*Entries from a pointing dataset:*
-- -- --

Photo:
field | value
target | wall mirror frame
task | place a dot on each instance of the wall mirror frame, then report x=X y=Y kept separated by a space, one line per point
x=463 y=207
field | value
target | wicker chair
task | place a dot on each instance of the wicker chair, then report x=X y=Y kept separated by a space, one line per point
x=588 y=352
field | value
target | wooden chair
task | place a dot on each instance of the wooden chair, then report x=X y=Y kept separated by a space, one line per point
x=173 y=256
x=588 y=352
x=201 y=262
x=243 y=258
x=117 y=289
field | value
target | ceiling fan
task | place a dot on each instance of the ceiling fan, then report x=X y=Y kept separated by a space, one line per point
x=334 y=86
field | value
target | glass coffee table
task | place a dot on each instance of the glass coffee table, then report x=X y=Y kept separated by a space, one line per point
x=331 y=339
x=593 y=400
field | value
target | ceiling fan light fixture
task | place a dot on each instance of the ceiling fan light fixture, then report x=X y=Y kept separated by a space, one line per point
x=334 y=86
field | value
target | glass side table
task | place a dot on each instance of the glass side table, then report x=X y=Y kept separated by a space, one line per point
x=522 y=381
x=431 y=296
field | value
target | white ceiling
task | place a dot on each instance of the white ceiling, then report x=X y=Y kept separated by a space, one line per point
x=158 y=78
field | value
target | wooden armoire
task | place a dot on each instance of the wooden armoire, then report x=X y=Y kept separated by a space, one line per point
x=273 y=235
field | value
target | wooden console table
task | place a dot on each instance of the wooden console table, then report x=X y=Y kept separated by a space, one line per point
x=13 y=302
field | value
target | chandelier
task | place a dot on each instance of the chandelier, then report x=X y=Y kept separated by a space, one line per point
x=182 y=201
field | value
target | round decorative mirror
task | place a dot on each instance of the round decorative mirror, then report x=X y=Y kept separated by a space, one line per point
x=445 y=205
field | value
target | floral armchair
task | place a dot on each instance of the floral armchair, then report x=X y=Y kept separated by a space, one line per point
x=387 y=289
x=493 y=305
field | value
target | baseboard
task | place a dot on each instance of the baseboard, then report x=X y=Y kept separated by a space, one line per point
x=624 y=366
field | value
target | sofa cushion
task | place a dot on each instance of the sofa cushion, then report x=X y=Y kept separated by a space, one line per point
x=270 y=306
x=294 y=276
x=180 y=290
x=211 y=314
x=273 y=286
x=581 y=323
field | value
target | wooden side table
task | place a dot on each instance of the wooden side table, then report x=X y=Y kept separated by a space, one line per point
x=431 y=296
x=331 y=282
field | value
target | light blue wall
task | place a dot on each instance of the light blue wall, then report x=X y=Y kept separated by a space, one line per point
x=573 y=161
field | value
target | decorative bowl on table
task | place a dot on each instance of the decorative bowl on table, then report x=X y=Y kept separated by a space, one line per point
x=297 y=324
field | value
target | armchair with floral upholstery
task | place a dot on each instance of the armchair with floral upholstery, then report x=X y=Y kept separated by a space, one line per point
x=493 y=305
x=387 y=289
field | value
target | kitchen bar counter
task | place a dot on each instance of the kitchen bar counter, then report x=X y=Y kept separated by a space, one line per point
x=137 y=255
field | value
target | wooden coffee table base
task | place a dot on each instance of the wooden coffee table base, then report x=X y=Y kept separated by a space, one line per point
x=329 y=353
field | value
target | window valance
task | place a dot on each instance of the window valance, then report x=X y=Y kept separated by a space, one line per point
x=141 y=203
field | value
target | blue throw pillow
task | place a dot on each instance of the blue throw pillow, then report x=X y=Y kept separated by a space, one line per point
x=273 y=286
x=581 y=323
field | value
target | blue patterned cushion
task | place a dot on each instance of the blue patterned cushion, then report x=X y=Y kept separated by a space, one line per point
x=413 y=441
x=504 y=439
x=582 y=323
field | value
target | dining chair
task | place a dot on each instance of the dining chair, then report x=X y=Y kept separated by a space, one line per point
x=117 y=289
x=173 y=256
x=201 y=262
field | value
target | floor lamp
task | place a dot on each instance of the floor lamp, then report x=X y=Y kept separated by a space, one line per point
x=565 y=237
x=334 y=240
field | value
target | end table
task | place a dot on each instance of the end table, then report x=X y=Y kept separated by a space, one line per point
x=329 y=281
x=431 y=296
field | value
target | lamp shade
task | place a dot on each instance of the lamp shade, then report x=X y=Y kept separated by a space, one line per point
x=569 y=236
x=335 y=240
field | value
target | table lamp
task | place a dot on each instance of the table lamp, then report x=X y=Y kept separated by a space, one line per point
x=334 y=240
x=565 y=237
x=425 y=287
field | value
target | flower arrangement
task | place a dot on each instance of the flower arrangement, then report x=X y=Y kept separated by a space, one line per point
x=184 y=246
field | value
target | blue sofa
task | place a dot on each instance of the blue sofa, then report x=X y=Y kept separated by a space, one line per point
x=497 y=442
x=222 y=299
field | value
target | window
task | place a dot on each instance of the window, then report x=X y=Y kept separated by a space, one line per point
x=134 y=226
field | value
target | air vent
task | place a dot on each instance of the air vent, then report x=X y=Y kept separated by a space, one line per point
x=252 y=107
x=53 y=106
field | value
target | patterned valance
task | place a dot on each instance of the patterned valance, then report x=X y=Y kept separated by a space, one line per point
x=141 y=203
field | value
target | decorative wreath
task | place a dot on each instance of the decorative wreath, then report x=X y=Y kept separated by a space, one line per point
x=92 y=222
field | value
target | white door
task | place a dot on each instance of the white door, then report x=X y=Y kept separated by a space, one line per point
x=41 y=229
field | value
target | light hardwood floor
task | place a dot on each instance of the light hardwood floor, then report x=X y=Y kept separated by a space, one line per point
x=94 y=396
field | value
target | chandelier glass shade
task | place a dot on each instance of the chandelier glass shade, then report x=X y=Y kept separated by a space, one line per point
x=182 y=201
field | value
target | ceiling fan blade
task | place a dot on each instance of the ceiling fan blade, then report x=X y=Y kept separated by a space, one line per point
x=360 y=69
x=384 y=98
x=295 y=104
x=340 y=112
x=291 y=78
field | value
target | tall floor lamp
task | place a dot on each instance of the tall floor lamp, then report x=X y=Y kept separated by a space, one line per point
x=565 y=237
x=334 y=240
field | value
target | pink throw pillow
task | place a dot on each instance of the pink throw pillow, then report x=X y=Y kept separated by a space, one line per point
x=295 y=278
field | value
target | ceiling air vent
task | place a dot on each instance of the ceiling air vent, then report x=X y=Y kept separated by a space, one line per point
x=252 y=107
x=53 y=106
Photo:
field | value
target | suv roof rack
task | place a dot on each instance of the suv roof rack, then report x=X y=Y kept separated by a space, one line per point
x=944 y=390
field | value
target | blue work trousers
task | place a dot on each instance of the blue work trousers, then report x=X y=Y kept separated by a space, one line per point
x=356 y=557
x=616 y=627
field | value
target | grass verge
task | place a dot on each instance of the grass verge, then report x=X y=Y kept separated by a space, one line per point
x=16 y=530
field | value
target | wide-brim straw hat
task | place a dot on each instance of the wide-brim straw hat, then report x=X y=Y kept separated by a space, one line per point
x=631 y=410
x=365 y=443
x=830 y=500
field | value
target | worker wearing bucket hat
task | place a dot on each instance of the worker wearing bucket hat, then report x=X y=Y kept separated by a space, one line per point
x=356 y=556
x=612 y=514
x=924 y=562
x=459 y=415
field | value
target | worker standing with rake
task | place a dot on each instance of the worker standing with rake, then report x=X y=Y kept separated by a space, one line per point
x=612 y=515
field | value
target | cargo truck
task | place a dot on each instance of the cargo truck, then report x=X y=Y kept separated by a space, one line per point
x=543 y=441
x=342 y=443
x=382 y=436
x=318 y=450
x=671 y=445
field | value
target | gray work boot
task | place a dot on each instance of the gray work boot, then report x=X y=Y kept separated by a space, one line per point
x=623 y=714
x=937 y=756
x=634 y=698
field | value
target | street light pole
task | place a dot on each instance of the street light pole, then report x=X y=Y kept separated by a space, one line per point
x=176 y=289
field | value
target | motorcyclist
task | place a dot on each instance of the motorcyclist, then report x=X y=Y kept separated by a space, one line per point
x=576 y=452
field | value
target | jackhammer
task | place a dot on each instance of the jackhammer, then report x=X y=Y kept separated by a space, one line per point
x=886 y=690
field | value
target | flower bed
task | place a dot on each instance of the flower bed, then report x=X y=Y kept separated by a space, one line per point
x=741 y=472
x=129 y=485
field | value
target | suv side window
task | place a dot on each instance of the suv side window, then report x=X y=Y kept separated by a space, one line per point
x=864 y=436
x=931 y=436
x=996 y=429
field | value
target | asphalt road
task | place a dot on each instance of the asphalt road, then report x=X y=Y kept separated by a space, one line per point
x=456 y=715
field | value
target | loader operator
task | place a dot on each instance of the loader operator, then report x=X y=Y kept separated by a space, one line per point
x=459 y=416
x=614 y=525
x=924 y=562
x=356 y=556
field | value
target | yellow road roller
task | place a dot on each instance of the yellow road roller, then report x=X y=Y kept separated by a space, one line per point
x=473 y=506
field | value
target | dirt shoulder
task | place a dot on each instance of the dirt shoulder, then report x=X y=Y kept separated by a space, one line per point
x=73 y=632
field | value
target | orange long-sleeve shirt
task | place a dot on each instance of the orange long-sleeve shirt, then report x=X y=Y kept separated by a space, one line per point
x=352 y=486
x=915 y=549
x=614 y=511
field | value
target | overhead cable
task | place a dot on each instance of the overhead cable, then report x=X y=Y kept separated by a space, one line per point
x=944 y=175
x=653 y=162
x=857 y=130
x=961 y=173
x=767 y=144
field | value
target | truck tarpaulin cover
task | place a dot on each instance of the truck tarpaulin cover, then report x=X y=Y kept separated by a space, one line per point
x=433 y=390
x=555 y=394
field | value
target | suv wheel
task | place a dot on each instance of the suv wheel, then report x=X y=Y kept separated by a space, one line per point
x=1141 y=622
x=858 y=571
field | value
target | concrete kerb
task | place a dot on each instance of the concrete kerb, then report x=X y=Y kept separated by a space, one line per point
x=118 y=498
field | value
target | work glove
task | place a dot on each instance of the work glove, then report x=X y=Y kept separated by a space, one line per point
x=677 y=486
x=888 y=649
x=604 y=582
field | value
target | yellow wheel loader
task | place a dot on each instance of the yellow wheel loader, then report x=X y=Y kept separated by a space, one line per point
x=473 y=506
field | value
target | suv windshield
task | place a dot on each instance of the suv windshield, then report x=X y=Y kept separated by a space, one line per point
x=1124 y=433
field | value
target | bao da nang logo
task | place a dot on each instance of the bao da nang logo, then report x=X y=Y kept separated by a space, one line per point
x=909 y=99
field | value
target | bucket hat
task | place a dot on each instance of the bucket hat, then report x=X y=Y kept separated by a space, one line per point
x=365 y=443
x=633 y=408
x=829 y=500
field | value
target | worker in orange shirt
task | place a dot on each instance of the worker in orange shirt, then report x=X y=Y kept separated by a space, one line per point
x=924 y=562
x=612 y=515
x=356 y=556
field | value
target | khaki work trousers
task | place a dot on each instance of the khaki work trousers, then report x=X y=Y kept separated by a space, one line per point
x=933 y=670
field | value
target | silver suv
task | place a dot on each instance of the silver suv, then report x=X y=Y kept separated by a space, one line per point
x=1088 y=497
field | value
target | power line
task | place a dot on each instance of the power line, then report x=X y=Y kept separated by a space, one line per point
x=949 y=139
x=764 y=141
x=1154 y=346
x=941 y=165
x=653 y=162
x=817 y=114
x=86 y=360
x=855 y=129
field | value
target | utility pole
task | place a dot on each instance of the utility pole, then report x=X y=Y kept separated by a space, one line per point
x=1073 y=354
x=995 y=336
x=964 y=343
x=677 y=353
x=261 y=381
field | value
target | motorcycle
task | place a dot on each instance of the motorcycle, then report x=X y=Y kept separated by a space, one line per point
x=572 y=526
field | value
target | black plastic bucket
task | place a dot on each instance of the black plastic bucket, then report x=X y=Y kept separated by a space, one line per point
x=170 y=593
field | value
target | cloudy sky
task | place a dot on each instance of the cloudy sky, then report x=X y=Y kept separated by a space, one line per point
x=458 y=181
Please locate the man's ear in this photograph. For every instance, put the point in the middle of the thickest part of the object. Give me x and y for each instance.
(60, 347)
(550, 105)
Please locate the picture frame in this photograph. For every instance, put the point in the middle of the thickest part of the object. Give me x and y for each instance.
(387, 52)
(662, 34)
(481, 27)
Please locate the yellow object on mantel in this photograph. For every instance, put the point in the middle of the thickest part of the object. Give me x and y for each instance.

-- -- --

*WHAT TO DO:* Write out the items verbatim, from their first line through the line that contains "x=273 y=235", including that line.

*FULL RESPONSE:*
Photo:
field | value
target | wall mirror frame
task | place a dot on each instance of the wall mirror frame, then report x=X y=Y kept separated by a space, one line per point
x=463 y=207
field | value
target | wicker chair
task | place a dot on each instance of the wicker chair, then report x=X y=Y kept separated by a space, one line per point
x=588 y=352
field | value
target | wooden chair
task | place a dot on each instance of the wooden chair, then report x=X y=Y kept separated by a space, one line per point
x=173 y=256
x=588 y=352
x=201 y=262
x=243 y=258
x=117 y=289
field | value
target | ceiling fan
task | place a dot on each instance of the ceiling fan, then report x=X y=Y kept separated by a space, one line per point
x=334 y=86
field | value
target | glass coffee table
task | place a dot on each instance of the glass coffee table, then report x=X y=Y kept separated by a space, one line per point
x=331 y=339
x=593 y=400
field | value
target | ceiling fan light fixture
task | place a dot on each instance of the ceiling fan light fixture, then report x=X y=Y kept separated by a space, one line per point
x=334 y=86
field | value
target | glass side table
task | place a dot on each instance of the glass side table, then report x=X y=Y kept separated by a space, one line per point
x=522 y=381
x=431 y=296
field | value
target | white ceiling
task | place a dot on each instance of the white ceiling, then report x=X y=Y kept separated by a space, one line per point
x=158 y=78
field | value
target | wooden armoire
task | place a dot on each instance of the wooden armoire, then report x=X y=Y kept separated by a space, one line per point
x=273 y=235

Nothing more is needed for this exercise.